**Page extract**
▼
Right now the Child is near me by the hearth, doing homework and telling Mopsy not to drool. On me. Well, I don’t care, for I will be thrust into the washing machine and hear the thrumming and then into the dryer and hear the other thrumming. It’s a nice change of pace.

The Child is working on a writing prompt; the teacher’s assignment being to write a piece “from the point of view of the first plant to sprout from a seed blown onto a tiny new island.” At first there was muttering about what a stupid prompt this was and why must I do them weekly, blah blah blah, but now there is only the scratching of the pencil and I know that soon Mopsy will be read a story and I will hear it. What a treasure to bestow on an old dog bed!

If you are a writer, my advice to you is, write it down and spread it around. It is much appreciated by someone or something.



3/13/2010

3/12/2010

You live in a garden. What will you be? A bluebird? A gnome? A hedgehog? A broken mosaic birdbath?

Dear You,
Rabbits, I can assure you, are nothing like Beatrix Potter’s interpretation. We DO enjoy entering your garden, though. I like yours so much that I have taken up residence here. I won’t tell you where my burrow is, but I do have some things I want to say about this sublime garden that you work so hard on and is so perfect as my home.
I know you have seen me sunning myself in the early evening, cleaning my face and nibbling on grasses and dandelions. I hope you are not plotting a coup to remove me. Rabbits seem to be universally reviled by gardeners, but give pause: I may do you some good. I am an elderly boy, not interested in the ladies, but still territorial, so I will keep other rabbits away, and won’t be littering your garden with kits. My favorite item is the dandelions that keep cropping up here and there, and I do so appreciate the organic approach you take. You are the only one in the area with comfrey, which, while I’m sure you planted it to attract bees, also is very soothing to delicate rabbit tummies. I couldn’t possibly put a dent in the comfrey, it is indestructible. As for the raspberry patch, all I want is a few leaves, and again couldn’t put a dent in your magnificent crop. Digging is enjoyable, but actually unearthing a carrot is a bit much for my old bones. Let’s declare a truce before the war, shall we? You in your sunhat and floral gloves, me with my adorable hippity-hop, we enjoy each other, don’t we? Let’s keep it that way.

Signed,

Ol’Man Wabbit

2/28/2010

Prompt: What is porridge to you?
▲
**Written problem A**
List every plant named in the rabbit's letter in the page extract.
**Written problem B**
Reproduce the page extract word for word from "The Child is working" to "old dog bed!".

**Material shown**
▼
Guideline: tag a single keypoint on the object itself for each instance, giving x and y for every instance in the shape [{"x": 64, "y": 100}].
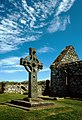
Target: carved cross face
[{"x": 31, "y": 63}]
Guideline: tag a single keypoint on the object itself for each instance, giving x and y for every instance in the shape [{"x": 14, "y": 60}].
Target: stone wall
[
  {"x": 66, "y": 80},
  {"x": 6, "y": 87}
]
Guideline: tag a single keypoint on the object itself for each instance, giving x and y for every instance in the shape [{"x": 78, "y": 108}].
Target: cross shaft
[{"x": 32, "y": 65}]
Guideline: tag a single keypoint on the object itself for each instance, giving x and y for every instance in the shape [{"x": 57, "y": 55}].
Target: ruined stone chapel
[{"x": 66, "y": 74}]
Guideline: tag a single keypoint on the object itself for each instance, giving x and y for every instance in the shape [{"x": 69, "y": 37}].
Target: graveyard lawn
[{"x": 64, "y": 109}]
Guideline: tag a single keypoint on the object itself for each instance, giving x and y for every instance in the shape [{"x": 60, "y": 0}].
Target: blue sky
[{"x": 47, "y": 25}]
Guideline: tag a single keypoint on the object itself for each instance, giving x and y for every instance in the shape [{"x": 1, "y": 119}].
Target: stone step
[
  {"x": 17, "y": 106},
  {"x": 31, "y": 104},
  {"x": 21, "y": 103}
]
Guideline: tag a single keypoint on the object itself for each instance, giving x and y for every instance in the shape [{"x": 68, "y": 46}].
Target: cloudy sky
[{"x": 47, "y": 25}]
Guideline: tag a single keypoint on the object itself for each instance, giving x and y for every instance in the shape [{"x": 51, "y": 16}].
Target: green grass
[{"x": 66, "y": 109}]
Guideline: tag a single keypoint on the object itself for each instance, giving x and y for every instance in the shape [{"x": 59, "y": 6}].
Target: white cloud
[
  {"x": 45, "y": 49},
  {"x": 58, "y": 24},
  {"x": 45, "y": 69},
  {"x": 27, "y": 23},
  {"x": 64, "y": 6},
  {"x": 10, "y": 61},
  {"x": 11, "y": 71}
]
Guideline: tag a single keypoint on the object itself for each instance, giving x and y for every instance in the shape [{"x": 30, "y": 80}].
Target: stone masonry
[{"x": 66, "y": 74}]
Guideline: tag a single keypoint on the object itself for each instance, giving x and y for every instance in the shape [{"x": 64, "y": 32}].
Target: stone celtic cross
[{"x": 32, "y": 65}]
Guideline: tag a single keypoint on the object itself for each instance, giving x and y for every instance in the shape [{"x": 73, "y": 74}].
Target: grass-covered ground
[{"x": 65, "y": 109}]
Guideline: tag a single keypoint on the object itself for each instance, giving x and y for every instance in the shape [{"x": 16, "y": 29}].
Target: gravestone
[{"x": 32, "y": 65}]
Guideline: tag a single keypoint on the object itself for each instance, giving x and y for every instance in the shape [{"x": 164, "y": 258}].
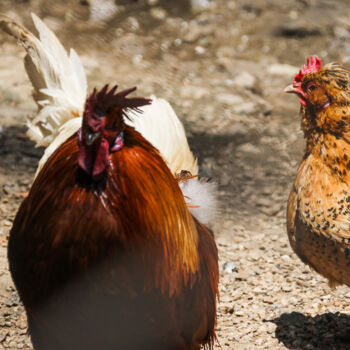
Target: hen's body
[
  {"x": 318, "y": 217},
  {"x": 114, "y": 264},
  {"x": 319, "y": 213}
]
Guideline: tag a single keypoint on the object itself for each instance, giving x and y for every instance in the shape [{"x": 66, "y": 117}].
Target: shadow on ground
[
  {"x": 329, "y": 331},
  {"x": 17, "y": 152}
]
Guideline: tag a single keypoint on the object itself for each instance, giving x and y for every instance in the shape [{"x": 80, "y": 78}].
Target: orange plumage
[
  {"x": 113, "y": 261},
  {"x": 318, "y": 217}
]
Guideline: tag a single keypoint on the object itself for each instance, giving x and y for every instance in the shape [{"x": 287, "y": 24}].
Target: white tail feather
[
  {"x": 201, "y": 198},
  {"x": 160, "y": 125}
]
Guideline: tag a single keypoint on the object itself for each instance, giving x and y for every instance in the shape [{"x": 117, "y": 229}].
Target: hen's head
[
  {"x": 324, "y": 94},
  {"x": 103, "y": 125}
]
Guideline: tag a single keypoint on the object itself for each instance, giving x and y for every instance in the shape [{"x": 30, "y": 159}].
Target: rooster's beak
[
  {"x": 92, "y": 137},
  {"x": 291, "y": 89}
]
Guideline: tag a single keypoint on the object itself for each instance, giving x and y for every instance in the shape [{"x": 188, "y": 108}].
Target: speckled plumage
[{"x": 318, "y": 215}]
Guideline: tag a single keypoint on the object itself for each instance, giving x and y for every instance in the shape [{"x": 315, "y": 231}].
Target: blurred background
[{"x": 223, "y": 65}]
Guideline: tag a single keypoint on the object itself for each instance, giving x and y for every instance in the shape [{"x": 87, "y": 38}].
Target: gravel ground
[{"x": 223, "y": 68}]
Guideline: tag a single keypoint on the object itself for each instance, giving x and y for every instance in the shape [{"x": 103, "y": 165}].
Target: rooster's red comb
[{"x": 313, "y": 65}]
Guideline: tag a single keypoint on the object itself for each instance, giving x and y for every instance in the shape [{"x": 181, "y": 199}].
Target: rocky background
[{"x": 223, "y": 65}]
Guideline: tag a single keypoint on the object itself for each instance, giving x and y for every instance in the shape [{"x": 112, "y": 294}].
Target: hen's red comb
[{"x": 313, "y": 65}]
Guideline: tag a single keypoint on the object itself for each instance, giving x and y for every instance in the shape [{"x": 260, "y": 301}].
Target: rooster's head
[
  {"x": 324, "y": 94},
  {"x": 103, "y": 125}
]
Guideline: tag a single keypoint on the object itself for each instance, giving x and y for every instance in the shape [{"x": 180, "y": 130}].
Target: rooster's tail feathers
[
  {"x": 59, "y": 80},
  {"x": 160, "y": 125}
]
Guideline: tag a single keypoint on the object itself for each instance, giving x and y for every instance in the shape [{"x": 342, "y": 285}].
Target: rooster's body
[
  {"x": 121, "y": 266},
  {"x": 318, "y": 218},
  {"x": 104, "y": 251}
]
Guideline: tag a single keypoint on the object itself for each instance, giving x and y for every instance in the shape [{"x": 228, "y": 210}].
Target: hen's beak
[{"x": 291, "y": 89}]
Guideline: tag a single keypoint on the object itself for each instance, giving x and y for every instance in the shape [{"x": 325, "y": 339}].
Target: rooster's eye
[{"x": 311, "y": 87}]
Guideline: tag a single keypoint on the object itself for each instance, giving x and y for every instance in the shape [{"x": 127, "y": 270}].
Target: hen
[
  {"x": 318, "y": 216},
  {"x": 104, "y": 251}
]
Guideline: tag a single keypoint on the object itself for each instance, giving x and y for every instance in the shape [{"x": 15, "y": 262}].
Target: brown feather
[
  {"x": 318, "y": 216},
  {"x": 118, "y": 264}
]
▲
**Right answer A**
grasses, dandelions, comfrey, raspberry, carrot

**Right answer B**
The Child is working on a writing prompt; the teacher’s assignment being to write a piece “from the point of view of the first plant to sprout from a seed blown onto a tiny new island.” At first there was muttering about what a stupid prompt this was and why must I do them weekly, blah blah blah, but now there is only the scratching of the pencil and I know that soon Mopsy will be read a story and I will hear it. What a treasure to bestow on an old dog bed!